About this task: Your job is to copy all the entries precisely as they stand.

*** Opening Records shown ***

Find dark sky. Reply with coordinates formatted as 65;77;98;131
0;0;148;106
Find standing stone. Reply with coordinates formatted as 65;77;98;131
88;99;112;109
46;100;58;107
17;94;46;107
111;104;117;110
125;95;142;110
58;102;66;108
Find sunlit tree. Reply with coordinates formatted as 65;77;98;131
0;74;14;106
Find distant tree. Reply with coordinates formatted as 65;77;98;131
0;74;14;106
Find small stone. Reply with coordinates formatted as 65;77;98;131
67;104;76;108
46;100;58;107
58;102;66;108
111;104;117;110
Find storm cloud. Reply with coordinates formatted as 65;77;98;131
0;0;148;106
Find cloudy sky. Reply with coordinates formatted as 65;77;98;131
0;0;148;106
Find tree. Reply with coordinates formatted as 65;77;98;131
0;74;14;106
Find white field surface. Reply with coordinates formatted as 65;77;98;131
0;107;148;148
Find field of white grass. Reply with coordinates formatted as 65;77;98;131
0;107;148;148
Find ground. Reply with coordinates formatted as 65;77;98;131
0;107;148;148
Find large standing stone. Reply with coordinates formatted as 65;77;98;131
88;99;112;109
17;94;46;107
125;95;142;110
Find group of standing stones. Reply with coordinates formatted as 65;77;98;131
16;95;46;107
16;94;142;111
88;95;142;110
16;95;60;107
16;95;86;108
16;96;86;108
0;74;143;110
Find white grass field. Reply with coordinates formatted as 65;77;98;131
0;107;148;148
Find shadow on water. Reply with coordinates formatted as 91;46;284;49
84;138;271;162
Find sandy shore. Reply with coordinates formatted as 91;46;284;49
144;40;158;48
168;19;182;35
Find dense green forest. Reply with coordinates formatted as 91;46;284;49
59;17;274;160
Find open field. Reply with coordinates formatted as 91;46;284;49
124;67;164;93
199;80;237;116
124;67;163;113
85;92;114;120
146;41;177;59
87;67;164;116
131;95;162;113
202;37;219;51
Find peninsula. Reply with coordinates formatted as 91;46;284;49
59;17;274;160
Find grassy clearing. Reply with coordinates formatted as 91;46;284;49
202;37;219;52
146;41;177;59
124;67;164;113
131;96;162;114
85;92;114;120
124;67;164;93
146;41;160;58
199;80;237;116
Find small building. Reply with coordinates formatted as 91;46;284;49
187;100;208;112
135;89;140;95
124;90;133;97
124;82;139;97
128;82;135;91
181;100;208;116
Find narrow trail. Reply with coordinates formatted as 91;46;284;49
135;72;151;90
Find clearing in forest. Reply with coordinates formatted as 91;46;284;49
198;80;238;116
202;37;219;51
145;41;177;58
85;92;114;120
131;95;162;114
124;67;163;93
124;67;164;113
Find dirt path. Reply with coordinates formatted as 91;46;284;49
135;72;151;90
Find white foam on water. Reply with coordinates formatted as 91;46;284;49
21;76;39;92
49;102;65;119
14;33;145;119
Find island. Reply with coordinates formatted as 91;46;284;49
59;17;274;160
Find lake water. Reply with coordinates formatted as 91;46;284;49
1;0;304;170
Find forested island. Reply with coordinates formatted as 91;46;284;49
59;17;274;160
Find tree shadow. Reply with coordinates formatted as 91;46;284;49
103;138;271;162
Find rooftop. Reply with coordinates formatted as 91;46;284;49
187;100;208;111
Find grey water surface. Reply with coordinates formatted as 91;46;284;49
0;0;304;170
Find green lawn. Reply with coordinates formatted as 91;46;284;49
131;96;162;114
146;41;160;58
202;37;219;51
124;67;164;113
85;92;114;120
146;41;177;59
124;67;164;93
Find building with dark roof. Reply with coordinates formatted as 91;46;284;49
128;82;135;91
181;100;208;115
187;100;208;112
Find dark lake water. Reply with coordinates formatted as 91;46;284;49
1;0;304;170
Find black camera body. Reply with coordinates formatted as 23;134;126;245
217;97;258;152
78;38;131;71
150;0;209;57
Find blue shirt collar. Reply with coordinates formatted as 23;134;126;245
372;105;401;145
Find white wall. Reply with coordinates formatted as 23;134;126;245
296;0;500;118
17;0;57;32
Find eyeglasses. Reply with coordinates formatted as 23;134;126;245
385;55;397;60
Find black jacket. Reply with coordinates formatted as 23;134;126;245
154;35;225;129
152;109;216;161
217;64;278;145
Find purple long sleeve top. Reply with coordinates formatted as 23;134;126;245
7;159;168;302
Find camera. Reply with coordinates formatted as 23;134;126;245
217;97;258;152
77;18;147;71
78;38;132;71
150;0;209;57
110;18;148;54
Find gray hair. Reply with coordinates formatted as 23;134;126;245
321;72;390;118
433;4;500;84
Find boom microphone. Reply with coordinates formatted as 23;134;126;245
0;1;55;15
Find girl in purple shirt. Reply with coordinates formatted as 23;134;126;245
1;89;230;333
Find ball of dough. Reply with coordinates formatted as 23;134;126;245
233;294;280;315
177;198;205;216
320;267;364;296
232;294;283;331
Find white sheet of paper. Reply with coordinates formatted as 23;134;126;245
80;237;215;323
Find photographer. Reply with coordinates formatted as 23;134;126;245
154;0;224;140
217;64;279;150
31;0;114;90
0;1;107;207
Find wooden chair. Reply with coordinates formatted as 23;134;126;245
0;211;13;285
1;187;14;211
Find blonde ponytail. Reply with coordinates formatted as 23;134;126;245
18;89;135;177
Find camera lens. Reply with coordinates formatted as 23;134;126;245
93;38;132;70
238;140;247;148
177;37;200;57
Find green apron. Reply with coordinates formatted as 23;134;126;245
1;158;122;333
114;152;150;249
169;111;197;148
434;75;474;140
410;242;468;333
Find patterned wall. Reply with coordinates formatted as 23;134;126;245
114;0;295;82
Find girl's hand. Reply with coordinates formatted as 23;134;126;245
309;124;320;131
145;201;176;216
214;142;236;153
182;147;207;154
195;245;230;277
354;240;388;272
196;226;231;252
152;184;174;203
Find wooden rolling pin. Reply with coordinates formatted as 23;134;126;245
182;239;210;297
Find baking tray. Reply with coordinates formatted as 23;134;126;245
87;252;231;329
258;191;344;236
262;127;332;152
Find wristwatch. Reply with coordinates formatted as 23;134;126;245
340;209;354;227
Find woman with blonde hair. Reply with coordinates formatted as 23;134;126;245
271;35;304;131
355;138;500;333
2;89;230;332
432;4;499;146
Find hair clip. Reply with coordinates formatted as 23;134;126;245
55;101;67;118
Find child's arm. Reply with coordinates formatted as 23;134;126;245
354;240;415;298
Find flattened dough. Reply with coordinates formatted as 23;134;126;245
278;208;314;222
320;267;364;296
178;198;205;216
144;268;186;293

*** Closing Records shown ***

Task result:
Find dark sky. Reply with coordinates formatted as 65;77;98;131
0;0;148;106
Find standing stone. Reply with coordinates formatted as 65;77;98;131
88;99;112;109
46;100;58;107
17;94;46;107
111;104;117;110
125;95;142;110
58;102;66;108
Find sunlit tree. Reply with coordinates formatted as 65;77;98;131
0;74;14;106
Find distant tree. Reply with coordinates formatted as 65;77;98;131
0;74;14;106
Find small stone. Reply with coordinates formatted as 65;77;98;131
67;104;76;108
46;100;58;107
58;102;66;108
111;104;117;110
Find storm cloud. Reply with coordinates formatted as 65;77;98;131
0;0;148;106
Find cloudy sky. Reply with coordinates formatted as 65;77;98;131
0;0;148;106
Find tree. Reply with coordinates formatted as 65;77;98;131
0;74;14;106
Find white field surface. Reply with coordinates formatted as 65;77;98;131
0;107;148;148
Find field of white grass. Reply with coordinates formatted as 65;77;98;131
0;107;148;148
Find ground. Reply with coordinates formatted as 65;77;98;131
0;107;148;148
Find large standing stone. Reply with coordinates formatted as 65;77;98;131
88;99;112;109
17;94;46;107
125;95;142;110
Find group of standing stones. Reply with coordinates formatted as 65;77;98;131
16;95;46;107
16;94;142;111
88;95;142;110
16;95;60;107
16;95;86;108
16;96;86;108
0;74;143;110
Find white grass field. Reply with coordinates formatted as 65;77;98;131
0;107;148;148
Find shadow on water. Reply with coordinates formatted as 91;46;284;49
84;138;271;162
Find sandy shore. Reply with coordinates formatted as 91;46;284;49
144;40;158;48
168;19;182;35
Find dense green forest. Reply with coordinates formatted as 91;46;284;49
59;17;274;160
Find open field. Reply with coordinates formatted as 91;46;284;49
124;67;164;93
199;80;237;116
124;67;163;113
85;92;114;120
146;41;177;59
87;67;164;116
131;95;162;113
202;37;219;51
Find peninsula. Reply with coordinates formatted as 91;46;284;49
59;17;274;160
Find grassy clearing. Reply with coordinates formatted as 91;46;284;49
202;37;219;52
146;41;177;59
124;67;164;113
131;96;162;114
85;92;114;120
124;67;164;93
146;41;160;58
199;80;237;116
Find small building. Reply with coordinates formatted as 91;46;284;49
187;100;208;112
135;89;140;95
124;90;133;97
124;82;139;97
128;82;135;91
181;100;208;116
Find narrow trail. Reply with coordinates formatted as 91;46;284;49
135;72;151;90
Find clearing in forest. Reply with coordinates formatted as 91;46;284;49
198;80;238;116
202;37;219;51
145;41;177;58
85;92;114;120
131;95;162;114
124;67;163;93
124;67;164;113
Find dirt path. Reply with coordinates formatted as 91;46;284;49
135;72;151;90
Find white foam on water. Reply with coordinates formatted as 91;46;284;49
21;76;39;92
49;102;65;119
14;33;145;119
Find island. Reply with coordinates formatted as 91;46;284;49
59;17;274;160
Find lake water. Reply with coordinates formatted as 91;46;284;49
1;0;304;170
Find forested island. Reply with coordinates formatted as 91;46;284;49
59;17;274;160
Find tree shadow. Reply with coordinates formatted as 91;46;284;49
103;138;271;162
Find rooftop. Reply with coordinates formatted as 91;46;284;49
187;100;208;111
Find grey water surface. Reply with coordinates formatted as 91;46;284;49
0;0;304;170
Find green lawn. Reply with coordinates formatted as 91;46;284;49
131;96;162;114
146;41;160;58
202;37;219;51
124;67;164;113
85;92;114;120
146;41;177;59
124;67;164;93
Find building with dark roof. Reply with coordinates formatted as 91;46;284;49
128;82;135;91
181;100;208;115
187;100;208;112
Find dark lake water. Reply with coordinates formatted as 91;46;284;49
1;0;304;170
Find black camera body. Reply with coordinates formatted as 23;134;126;245
217;97;258;152
78;38;131;71
150;0;209;57
Find blue shirt collar. Reply with coordinates formatted as 23;134;126;245
372;105;401;145
Find white wall. Reply with coordinates formatted as 23;134;126;245
296;0;500;118
17;0;57;32
Find eyeglasses. Reply with coordinates formatted as 23;134;126;245
385;55;397;60
Find black jacket. Reply with coordinates formatted as 23;134;126;245
154;35;225;129
152;109;216;161
217;64;278;145
Find purple long sleeve top. Reply with coordinates formatted as 23;134;126;245
7;159;168;302
Find camera. Reply with coordinates formatted as 23;134;126;245
217;97;258;152
77;18;147;71
78;38;132;71
150;0;209;57
110;18;148;54
Find gray hair. Reply with coordinates formatted as 23;134;126;245
321;72;390;118
433;4;500;84
Find boom microphone. Reply with coordinates formatted as 23;134;126;245
0;1;55;15
Find girl in purple shirt. Reply with coordinates formatted as 23;134;126;245
1;89;230;333
Find ball of dough. Reply with coordinates formatted as 23;134;126;245
233;294;280;315
177;198;205;216
320;267;364;296
232;294;283;331
Find white sheet of paper. Reply with coordinates formatted as 23;134;126;245
80;237;215;323
Find photographer. Reply with coordinates formatted as 23;134;126;245
154;0;224;140
217;64;279;150
31;0;114;90
0;1;107;207
Find wooden chair. Reply with coordinates formatted as 23;134;126;245
0;211;13;285
1;187;14;211
Find blonde ponytail. Reply with coordinates formatted as 23;134;126;245
18;89;135;177
Find camera lens. Reply with coordinates formatted as 23;134;126;245
93;38;132;70
238;140;247;148
177;37;200;57
Find green apron. Reply with coordinates formatted as 23;134;126;245
1;158;122;333
114;152;150;249
169;111;197;148
434;75;474;140
410;242;468;333
Find patterned wall. Reply with coordinates formatted as 23;134;126;245
114;0;295;82
Find girl's hand. Reply with coordinates formatted as 23;134;126;245
309;124;320;131
145;201;176;216
214;142;236;153
182;147;207;154
195;245;230;277
354;240;388;272
196;226;231;252
152;184;174;203
Find wooden rolling pin. Reply with coordinates formatted as 23;134;126;245
182;239;210;297
Find baking tray. Reply with coordinates formatted as 23;134;126;245
87;252;231;329
258;191;344;236
262;127;332;152
Find wristwatch. Reply with coordinates formatted as 23;134;126;245
340;209;354;227
Find woman with blonde hair. Reply with coordinates formatted as 23;134;126;245
271;35;304;131
355;138;500;333
2;89;230;332
432;4;499;146
Find hair clip. Reply with coordinates formatted as 23;134;126;245
55;101;67;118
Find child's arm. Reply with coordinates formatted as 23;134;126;245
354;240;415;298
Find flattened dough. Reply with coordinates formatted as 23;134;126;245
278;208;314;222
320;267;364;296
178;198;205;216
144;268;186;293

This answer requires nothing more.